* **EXERCISE REQUIREMENTS**:
Down to the last line, restate the material below exactly.

━━━━━━━━━━━━━━━━━━━━━━━━━━━━━━

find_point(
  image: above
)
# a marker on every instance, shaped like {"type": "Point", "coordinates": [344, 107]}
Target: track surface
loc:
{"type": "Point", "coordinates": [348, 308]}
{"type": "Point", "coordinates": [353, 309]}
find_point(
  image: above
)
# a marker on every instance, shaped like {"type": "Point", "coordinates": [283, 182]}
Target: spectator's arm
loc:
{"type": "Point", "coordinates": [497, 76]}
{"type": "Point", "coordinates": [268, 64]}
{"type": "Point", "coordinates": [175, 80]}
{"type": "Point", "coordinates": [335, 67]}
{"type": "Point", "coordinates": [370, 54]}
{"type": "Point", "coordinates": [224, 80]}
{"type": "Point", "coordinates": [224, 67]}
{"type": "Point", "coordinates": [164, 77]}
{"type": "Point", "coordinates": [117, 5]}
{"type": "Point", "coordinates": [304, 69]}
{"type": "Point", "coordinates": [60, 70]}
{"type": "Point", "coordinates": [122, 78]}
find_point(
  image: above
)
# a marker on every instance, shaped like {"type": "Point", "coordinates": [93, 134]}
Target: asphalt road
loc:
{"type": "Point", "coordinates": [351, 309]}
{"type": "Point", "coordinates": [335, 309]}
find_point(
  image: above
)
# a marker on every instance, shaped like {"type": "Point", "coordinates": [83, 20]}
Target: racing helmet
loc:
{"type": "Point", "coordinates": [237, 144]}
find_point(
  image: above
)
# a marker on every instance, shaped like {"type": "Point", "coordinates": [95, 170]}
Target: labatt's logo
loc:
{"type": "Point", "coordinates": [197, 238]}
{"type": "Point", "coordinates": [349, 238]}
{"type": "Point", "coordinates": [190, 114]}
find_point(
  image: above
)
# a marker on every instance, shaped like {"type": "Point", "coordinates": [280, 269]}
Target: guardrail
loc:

━━━━━━━━━━━━━━━━━━━━━━━━━━━━━━

* **RESPONSE AREA**:
find_point(
  image: above
)
# a marker on every instance, shaped like {"type": "Point", "coordinates": [344, 107]}
Target: track surface
loc:
{"type": "Point", "coordinates": [348, 308]}
{"type": "Point", "coordinates": [353, 309]}
find_point(
  image: above
)
# a marker on every instance, shaped like {"type": "Point", "coordinates": [283, 182]}
Target: spectator's arm
loc:
{"type": "Point", "coordinates": [497, 76]}
{"type": "Point", "coordinates": [268, 64]}
{"type": "Point", "coordinates": [175, 80]}
{"type": "Point", "coordinates": [335, 67]}
{"type": "Point", "coordinates": [370, 54]}
{"type": "Point", "coordinates": [224, 80]}
{"type": "Point", "coordinates": [224, 67]}
{"type": "Point", "coordinates": [164, 77]}
{"type": "Point", "coordinates": [117, 5]}
{"type": "Point", "coordinates": [304, 69]}
{"type": "Point", "coordinates": [60, 70]}
{"type": "Point", "coordinates": [122, 78]}
find_point(
  image: above
)
# a marker on every instance, shaped like {"type": "Point", "coordinates": [93, 134]}
Target: asphalt road
loc:
{"type": "Point", "coordinates": [351, 309]}
{"type": "Point", "coordinates": [335, 309]}
find_point(
  image: above
)
# a marker on every instance, shaped like {"type": "Point", "coordinates": [83, 20]}
Target: racing helmet
loc:
{"type": "Point", "coordinates": [237, 144]}
find_point(
  image: above
)
# a marker on every instance, shaped like {"type": "Point", "coordinates": [95, 170]}
Target: labatt's logo
loc:
{"type": "Point", "coordinates": [197, 238]}
{"type": "Point", "coordinates": [349, 238]}
{"type": "Point", "coordinates": [190, 114]}
find_point(
  image: above
)
# a marker on every instance, shaped like {"type": "Point", "coordinates": [280, 269]}
Target: guardrail
loc:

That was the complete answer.